[Referring expression data]
--- START ---
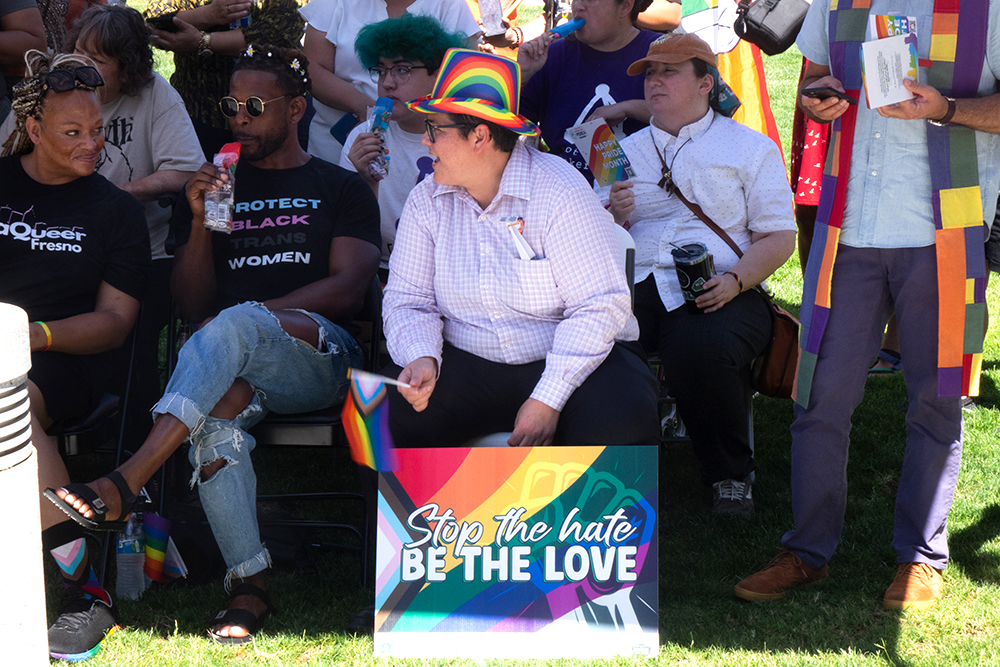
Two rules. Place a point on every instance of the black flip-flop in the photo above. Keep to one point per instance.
(241, 617)
(97, 506)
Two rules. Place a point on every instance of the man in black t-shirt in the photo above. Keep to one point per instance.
(303, 251)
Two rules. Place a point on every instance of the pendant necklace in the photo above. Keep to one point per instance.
(666, 180)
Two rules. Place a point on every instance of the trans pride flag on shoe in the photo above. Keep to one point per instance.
(366, 421)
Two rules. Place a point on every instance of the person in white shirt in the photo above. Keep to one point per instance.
(507, 307)
(738, 178)
(342, 91)
(403, 56)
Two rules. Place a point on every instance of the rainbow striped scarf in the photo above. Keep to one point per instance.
(957, 204)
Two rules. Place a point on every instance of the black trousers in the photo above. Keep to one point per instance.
(473, 397)
(706, 362)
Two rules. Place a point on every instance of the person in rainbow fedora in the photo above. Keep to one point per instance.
(507, 307)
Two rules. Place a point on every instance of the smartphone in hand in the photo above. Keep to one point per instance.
(824, 92)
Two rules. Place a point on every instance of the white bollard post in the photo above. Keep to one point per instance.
(22, 589)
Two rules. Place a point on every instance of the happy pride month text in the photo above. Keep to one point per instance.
(506, 562)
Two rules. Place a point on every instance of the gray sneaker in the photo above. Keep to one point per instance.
(732, 497)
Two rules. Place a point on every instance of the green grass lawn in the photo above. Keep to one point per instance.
(702, 556)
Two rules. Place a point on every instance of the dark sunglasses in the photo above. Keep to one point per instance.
(230, 106)
(64, 80)
(430, 128)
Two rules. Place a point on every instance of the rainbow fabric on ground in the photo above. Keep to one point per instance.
(163, 562)
(957, 204)
(366, 421)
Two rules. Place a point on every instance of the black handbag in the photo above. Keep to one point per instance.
(772, 25)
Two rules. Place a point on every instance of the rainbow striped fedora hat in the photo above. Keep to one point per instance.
(477, 84)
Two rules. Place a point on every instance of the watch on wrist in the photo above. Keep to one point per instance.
(944, 120)
(205, 44)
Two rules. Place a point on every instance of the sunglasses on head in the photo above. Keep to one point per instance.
(64, 80)
(230, 106)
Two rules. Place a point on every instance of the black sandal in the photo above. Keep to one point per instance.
(97, 506)
(242, 618)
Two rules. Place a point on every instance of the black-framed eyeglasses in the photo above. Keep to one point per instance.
(400, 73)
(63, 80)
(431, 128)
(230, 106)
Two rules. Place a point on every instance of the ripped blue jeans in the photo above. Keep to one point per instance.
(287, 375)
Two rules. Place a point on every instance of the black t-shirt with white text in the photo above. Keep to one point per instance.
(58, 243)
(284, 221)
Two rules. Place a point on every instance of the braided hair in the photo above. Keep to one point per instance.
(290, 67)
(29, 94)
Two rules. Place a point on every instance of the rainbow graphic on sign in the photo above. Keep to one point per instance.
(605, 157)
(499, 552)
(886, 25)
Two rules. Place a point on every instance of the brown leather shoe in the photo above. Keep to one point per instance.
(916, 586)
(785, 572)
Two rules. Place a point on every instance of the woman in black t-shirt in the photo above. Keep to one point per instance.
(74, 252)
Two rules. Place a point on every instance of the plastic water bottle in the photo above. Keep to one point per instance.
(131, 555)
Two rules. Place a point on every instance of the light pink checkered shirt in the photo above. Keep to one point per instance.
(455, 275)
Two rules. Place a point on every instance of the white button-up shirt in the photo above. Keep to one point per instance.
(734, 173)
(455, 275)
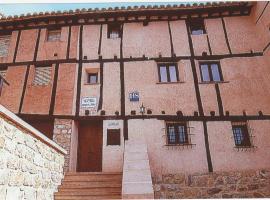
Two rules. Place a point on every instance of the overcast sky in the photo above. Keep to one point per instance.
(24, 8)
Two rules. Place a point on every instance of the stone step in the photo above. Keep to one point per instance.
(88, 193)
(92, 173)
(78, 197)
(93, 178)
(94, 190)
(91, 185)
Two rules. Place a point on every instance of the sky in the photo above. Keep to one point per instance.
--- END ---
Required work
A word-for-word copy of the records is needed, one that contains no pictures.

Result
Two rules. Place a point on every instance of the black flip-flop in the photo above. Keep to one point per instance.
(241, 617)
(97, 506)
Two rules. Place a point on every instance of the man in black t-shirt in the photo above. Keep to one point per instance.
(303, 251)
Two rules. Place a point on every instance of the pendant necklace in the photo above. Keep to one point per instance.
(666, 180)
Two rules. Place a point on every instance of the trans pride flag on shoe in the photo above. Keep to one point per instance.
(366, 421)
Two rules. Place a point on every instance of the person in white shirt in the photo above. Keep to one point per instance.
(507, 307)
(738, 178)
(342, 91)
(403, 56)
Two rules. Place a point on every instance of the rainbow striped scarf in the photo above. Keep to one point per instance.
(957, 204)
Two rules. Place a point on every instance of the black trousers in the photo above. Keep to one point per instance.
(473, 397)
(706, 362)
Two rules. Place a point on every instance of the person in rainbow fedora in the photo above. Keep to one point per instance.
(507, 307)
Two rules. Place a point on every instance of the smartphone in hand in the photo above. Keep to one point per instance.
(824, 92)
Two rules. Place a point on every instance of the white bollard post in the photo above. Keep to one point per instance.
(22, 589)
Two rules. Place a point on every instance of the happy pride month text in the photo above. Keep to one point per instance.
(506, 562)
Two rules. Place a point on every instance of the gray sneaker in the photo above. Keep to one point per instance.
(732, 497)
Two rules. Place a point on every instance of the green grass lawn in the photo above. Keep to one point per instance.
(702, 556)
Two rules. Place a point on every instance of the dark sunglasses in the photo above. Keep to one point per instance.
(230, 106)
(64, 80)
(430, 128)
Two rules. Place a point on every instance of the rainbow fabric on ground in the photo above. Keep to one point per instance.
(163, 562)
(957, 204)
(366, 421)
Two rules. Place a point on every instance of the black handbag in the photo above. Keep to one point per instance.
(772, 25)
Two rules. Place a point on every instance of the rainbow striped fedora hat in the photo above. Keep to one point per instance.
(477, 84)
Two rules. Place a point on every instance of the watch on wrist in the photo above. Keep to one point per instance.
(944, 120)
(205, 44)
Two rules. Place a point on every instance of the sunglasses on head in the photo above. Keep to one point per instance.
(64, 80)
(230, 106)
Two rules. Place a point on every instance of the black sandal in the photo above. Keep to one point per instance.
(97, 506)
(242, 618)
Two rules. Place a point on every instance of the black-framed eyeglasses in the photo above. Keep to one point per instance.
(400, 73)
(63, 80)
(431, 128)
(230, 106)
Two rules. Place a point on every instance of the ripped blue jeans in the photo above. Keep to one point per instance.
(287, 375)
Two rules. Place a point on every instance of the black t-shirt with white text in the photo above. Keep to one point per instance.
(58, 243)
(284, 221)
Two rules. Place a point on every instance of the braided hair in the photo above. Keep to one point per instance.
(290, 67)
(29, 94)
Two rules. Place a point on every instance of the rainbow graphic on sign in the photo above. Keep to one point per instance.
(605, 157)
(499, 552)
(886, 25)
Two rules. Place a point on every instance of the brown leather shoe in the photo above. Keep to one point per instance.
(916, 586)
(785, 572)
Two rules. Place a point on every instance of the woman in black t-shirt in the photo above. Keep to one point per instance.
(74, 252)
Two rules. Place a point on every instance of the plastic water bottle in the photo above. Keep to one point per instance.
(131, 555)
Two rules. Place a point on every instance of the light pink checkered shirt in the photo above. Keep to one point per instance.
(455, 275)
Two rules. Place a point on every instance of the white button-up shirt in the photo above. Keep to one point per instance.
(734, 173)
(455, 275)
Two rules. Place a point on every instance of the overcast sky in the photo above. Keep to one point per instance.
(24, 8)
Two rules. Place a point on every instance of the stone step in the photo above. Keep to one point per instance.
(88, 193)
(92, 173)
(78, 197)
(93, 178)
(94, 190)
(91, 185)
Two rules. Place a point on every instance of the sky in the photo above. Keep to one point per instance.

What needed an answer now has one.